▸ **EXTRAIT**:
# # # #

Camfoot.com : Revenons chez les lions, comment vous avez perçu le passage de brassard entre Sam et Rigo ?
Roger Milla: Le passage de brassard ne doit pas créer une polémique inutile. Le brassard pour moi, c’est tout simplement parce qu’on désigne quelqu’un pour passer une information, qui part parler pour une équipe devant l’arbitre ou les autorités administratives. Le brassard ne doit pas être là pour commander les autres joueurs. On a eu des grands joueurs qui ont eu ou refusé des brassards dans cette équipe. Si Sam a pris le brassard, qu’il montre que c’est lui le patron en ramenant les victoires comme les autres l’on fait. Il doit bien jouer et que lui-même emmène la discipline dans cette équipe.
Camfoot.com : Imaginez qu’on vous enlève votre numéro 9 fétiche pour le donner un autre. Est-ce que vous allez bien gérer cela ?
Roger Milla: Pourquoi ne devrais je pas ? Ce n’est qu’un numéro comme le brassard n’est qu’une étoffe de tissus qui vous donne le statut de porte parole. L’entraîneur avait ses raisons pour donner le brassard a Eto’o, pour un changement je ne sais pas de quoi. Mais, je vais vous préciser que ce n’est pas l’entraîneur qui donne le brassard a un joueur dans cette équipe nationale, mais le ministre si Paul l’a fait, ce qu’il avait l’aval du ministre. Rigo a porté ce brassard pendant dix ans, il a prouvé avec au moins deux CAN, que Samuel Eto’o prouve aussi. Pour le bonheur du Cameroun.
Camfoot.com : A l’époque on parlait du « 1984 », étiez-vous au courant ?
Roger Milla: Moi ce ne m’intéresse pas. C’est n’importe quoi. Les gens n’ont pas voulu être logiques et dire la vérité. Quand on a une situation qui va mal dans une équipe, il faut percer l’abcès. Les gens avaient peur de dire que c’est Samuel Eto’o qui mettait le désordre dans cette équipe ? Vous parlez du 1984, moi je ne voyais pas Njitap, Song ou Kameni prendre le dessus sur Samuel. C’était Samuel le problème, il faut dire la vérité pour qu’on fasse table rase dessus.
Camfoot.com : Mais qu’est ce qui a donc changé ?
Roger Milla: Il a fallu que je frappe du poing sur la table, pour qu’on change le staff qui était là, pour que les choses changent. Pourquoi vous les journalistes, vous ne pouvez pas dire cela ? Si on n’avait pas dégagé Otto Pfister, les gars allaient continuer à faire du désordre. Il faut être objectif.
Camfoot.com : Mais vous n’avez pas l’impression que cette déclaration peut déstabiliser l’équipe ?
Roger Milla: Il faut dire la verité, les camerounais veulent l’entendre. Pour l’équipe nationale, il ne faut pas s’amuser avec. Si tu as quelque chose pour faire avancer l’équipe, il faut le dire. C’est pour le bien de l’équipe nationale du Cameroun et non pour Roger Milla. Si on veut aller loin, on doit se dire les vérités en face.
Camfoot.com : Qu’est ce que vous répondez à ceux qui disent que vous les « vieux lions » vous gênez ?

# # # #

▸ **DONNÉES ENREGISTRÉES**:
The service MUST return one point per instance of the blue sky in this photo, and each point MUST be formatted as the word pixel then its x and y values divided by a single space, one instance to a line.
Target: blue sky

# # # #

▸ **EXERCICES PROPOSÉS**:
**a.** Indiquez par oui ou par non si chacune de ces affirmations concorde avec l’entretien, en citant les mots qui tranchent : (i) selon Roger Milla, c’est l’entraîneur qui donne le brassard en équipe nationale ; (ii) Rigo a porté le brassard pendant dix ans ; (iii) pour Roger Milla, le brassard sert à commander les autres joueurs.
**b.** Résumez l’entretien en deux phrases.

▸ **CORRIGÉ DÉTAILLÉ**:
**a.**
(i) Non : « ce n’est pas l’entraîneur qui donne le brassard a un joueur dans cette équipe nationale, mais le ministre »
(ii) Oui : « Rigo a porté ce brassard pendant dix ans »
(iii) Non : « Le brassard ne doit pas être là pour commander les autres joueurs. »

**b.** Roger Milla estime que le passage du brassard entre Sam et Rigo ne doit pas créer de polémique inutile, que le brassard donne seulement le statut de porte-parole et que Sam doit montrer qu’il est le patron en ramenant des victoires. Il affirme aussi que c’était Samuel Eto’o qui mettait le désordre dans l’équipe, qu’il a fallu changer le staff pour que les choses changent et qu’il faut dire la vérité pour le bien de l’équipe nationale du Cameroun.